» **GIVEN DATA**:
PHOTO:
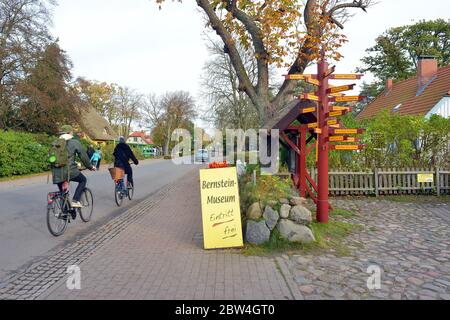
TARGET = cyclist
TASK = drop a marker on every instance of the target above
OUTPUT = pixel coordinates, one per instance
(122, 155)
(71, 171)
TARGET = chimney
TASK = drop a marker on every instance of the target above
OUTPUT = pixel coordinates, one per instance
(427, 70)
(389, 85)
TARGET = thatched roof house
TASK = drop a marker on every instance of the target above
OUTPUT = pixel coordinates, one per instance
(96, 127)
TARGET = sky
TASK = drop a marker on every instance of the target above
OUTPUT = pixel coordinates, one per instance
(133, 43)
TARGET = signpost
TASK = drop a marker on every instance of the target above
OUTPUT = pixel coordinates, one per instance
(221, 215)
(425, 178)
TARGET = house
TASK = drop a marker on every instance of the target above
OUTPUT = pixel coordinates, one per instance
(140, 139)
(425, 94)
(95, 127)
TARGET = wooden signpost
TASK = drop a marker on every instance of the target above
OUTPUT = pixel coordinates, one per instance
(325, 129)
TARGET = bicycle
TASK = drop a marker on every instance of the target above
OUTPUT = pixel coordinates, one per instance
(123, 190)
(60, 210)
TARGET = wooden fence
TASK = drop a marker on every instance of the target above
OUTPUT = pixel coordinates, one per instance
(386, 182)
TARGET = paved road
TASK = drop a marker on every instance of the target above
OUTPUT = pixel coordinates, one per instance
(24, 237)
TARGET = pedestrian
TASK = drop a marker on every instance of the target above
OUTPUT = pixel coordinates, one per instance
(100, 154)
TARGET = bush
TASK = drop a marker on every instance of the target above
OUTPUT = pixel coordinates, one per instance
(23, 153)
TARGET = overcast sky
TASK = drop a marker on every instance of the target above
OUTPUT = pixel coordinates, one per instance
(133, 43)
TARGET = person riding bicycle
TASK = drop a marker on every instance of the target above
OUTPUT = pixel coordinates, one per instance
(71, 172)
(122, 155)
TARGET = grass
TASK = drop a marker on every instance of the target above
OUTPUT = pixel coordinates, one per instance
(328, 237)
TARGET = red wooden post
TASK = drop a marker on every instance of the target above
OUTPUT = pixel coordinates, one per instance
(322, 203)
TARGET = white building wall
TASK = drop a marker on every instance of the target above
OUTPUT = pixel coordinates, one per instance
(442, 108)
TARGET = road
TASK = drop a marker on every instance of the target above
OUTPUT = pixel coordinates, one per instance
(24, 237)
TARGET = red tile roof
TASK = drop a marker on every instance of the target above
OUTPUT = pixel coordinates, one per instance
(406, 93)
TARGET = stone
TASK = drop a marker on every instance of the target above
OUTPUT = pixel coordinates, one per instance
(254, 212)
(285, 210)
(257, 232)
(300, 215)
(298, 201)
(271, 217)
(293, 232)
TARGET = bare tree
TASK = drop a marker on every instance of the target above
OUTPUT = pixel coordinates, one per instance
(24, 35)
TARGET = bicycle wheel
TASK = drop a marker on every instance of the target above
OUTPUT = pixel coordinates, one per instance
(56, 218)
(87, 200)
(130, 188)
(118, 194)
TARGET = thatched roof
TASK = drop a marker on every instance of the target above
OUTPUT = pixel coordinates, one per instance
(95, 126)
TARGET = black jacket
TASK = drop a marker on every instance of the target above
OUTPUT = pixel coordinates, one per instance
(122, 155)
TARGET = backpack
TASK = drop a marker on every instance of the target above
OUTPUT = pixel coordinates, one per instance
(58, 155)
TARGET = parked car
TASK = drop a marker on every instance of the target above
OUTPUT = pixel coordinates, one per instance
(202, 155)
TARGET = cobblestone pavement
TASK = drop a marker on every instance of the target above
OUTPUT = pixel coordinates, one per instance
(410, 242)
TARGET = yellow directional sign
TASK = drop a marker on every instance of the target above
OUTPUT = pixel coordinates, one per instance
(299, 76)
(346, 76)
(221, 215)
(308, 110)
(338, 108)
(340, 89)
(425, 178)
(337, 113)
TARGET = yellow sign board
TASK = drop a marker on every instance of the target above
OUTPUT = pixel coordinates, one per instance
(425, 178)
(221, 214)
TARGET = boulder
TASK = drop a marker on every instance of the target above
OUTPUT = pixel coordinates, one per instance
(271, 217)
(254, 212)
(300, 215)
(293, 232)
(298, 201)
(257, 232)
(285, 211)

» **TASK OBJECTIVE**: Copy the material shown above in full and exactly. Skip the pictures.

» **SOLUTION BELOW**:
PHOTO:
TARGET = cyclist
TASK = drop a marker on every instance of the target above
OUTPUT = pixel coordinates, one per instance
(122, 155)
(71, 171)
TARGET = chimney
TASK = drop a marker on every instance of the target above
OUTPUT = pixel coordinates, one per instance
(427, 70)
(389, 85)
TARGET = thatched roof house
TASK = drop a marker on every instance of the target above
OUTPUT = pixel coordinates, one per instance
(96, 127)
TARGET = sky
TASK = drop a marker on every instance of the target above
OUTPUT = pixel coordinates, one per instance
(133, 43)
TARGET = signpost
TASK = drop a marker on every instance of the target above
OUTPUT = pixel coordinates, one per instance
(221, 215)
(425, 178)
TARGET = house
TASK = drop a marker on every instance of the target above
OUTPUT = pixel coordinates, one per instance
(140, 139)
(425, 94)
(95, 127)
TARGET = wooden signpost
TASK = drop a marker on every instance of the target above
OUTPUT = pixel coordinates, one per instance
(325, 129)
TARGET = bicycle
TASK = drop a marker on every instance of the target above
OUTPUT = pixel coordinates, one per instance
(123, 190)
(60, 210)
TARGET = wooden fence
TASK = drop a marker on every instance of the target above
OUTPUT = pixel coordinates, one per instance
(386, 182)
TARGET = paved road
TASK = drop a marker on every instance of the target above
OUTPUT = pixel coordinates, one per instance
(24, 237)
TARGET = pedestrian
TASK = drop a marker on every instance of the target above
OUTPUT = pixel coordinates, one per instance
(100, 154)
TARGET = bush
TASK = drop a marker on every instance of the target above
OUTPUT = pixel coordinates, one per instance
(23, 153)
TARGET = overcast sky
TASK = drop a marker on every instance of the target above
OUTPUT = pixel coordinates, one per instance
(133, 43)
TARGET = person riding bicycle
TASK = drop a marker on every instance of the target above
OUTPUT = pixel coordinates, one per instance
(71, 172)
(122, 155)
TARGET = grass
TASK = drop a marker on every instance of the target above
OUTPUT = pixel coordinates, one per instance
(328, 237)
TARGET = red wooden post
TASK = drop a marker on every instance of the target above
OUTPUT = pixel coordinates, one per instance
(322, 203)
TARGET = white building wall
TASK = drop a marker on every instance of the target above
OUTPUT = pixel coordinates, one per instance
(442, 108)
TARGET = road
TASK = drop a marker on every instance of the target above
OUTPUT = pixel coordinates, one per instance
(24, 237)
TARGET = red tile roof
TASK = drop a marker on every instance of the target above
OUTPUT = pixel coordinates, one per instance
(406, 93)
TARGET = stone
TASK = drop a marker on every instance of the target above
OUTPUT = pixel coordinates, one per instance
(254, 212)
(285, 210)
(257, 232)
(300, 215)
(298, 201)
(271, 217)
(293, 232)
TARGET = bare tree
TASK = drop a marker on every instance of the target above
OUTPUT = pixel coordinates, one per instance
(24, 35)
TARGET = bicycle wheel
TASK = drop a marker on every instance of the target above
OUTPUT = pixel coordinates, one per instance
(56, 218)
(87, 200)
(130, 188)
(118, 194)
TARGET = thatched roof
TASK = drop a marker on every instance of the target above
OUTPUT = pixel coordinates, one per instance
(95, 126)
TARGET = black jacket
TASK = drop a marker on every instance of the target above
OUTPUT = pixel coordinates, one per instance
(122, 155)
TARGET = backpack
TASK = drop a marker on every instance of the target above
OUTPUT = pixel coordinates, one per instance
(58, 155)
TARGET = parked car
TASK = drop a marker on every instance of the target above
OUTPUT = pixel coordinates, one per instance
(202, 155)
TARGET = cobblestone pavement
TASK = drop a marker on every instance of the target above
OUTPUT = pixel coordinates, one per instance
(410, 242)
TARGET = yellow directional sign
TASK = drop a marker on every instance of the target above
OUTPUT = pixel coordinates, one per instance
(299, 76)
(346, 76)
(221, 215)
(308, 110)
(338, 108)
(340, 89)
(425, 178)
(337, 113)
TARGET = yellow sign board
TASK = drop a marker on every instance of the target above
OUTPUT = pixel coordinates, one per instance
(425, 178)
(221, 214)
TARGET = boulder
TASK = drop a marker on every instance of the target above
OUTPUT = pixel coordinates, one per instance
(271, 217)
(254, 212)
(300, 215)
(293, 232)
(298, 201)
(257, 232)
(285, 211)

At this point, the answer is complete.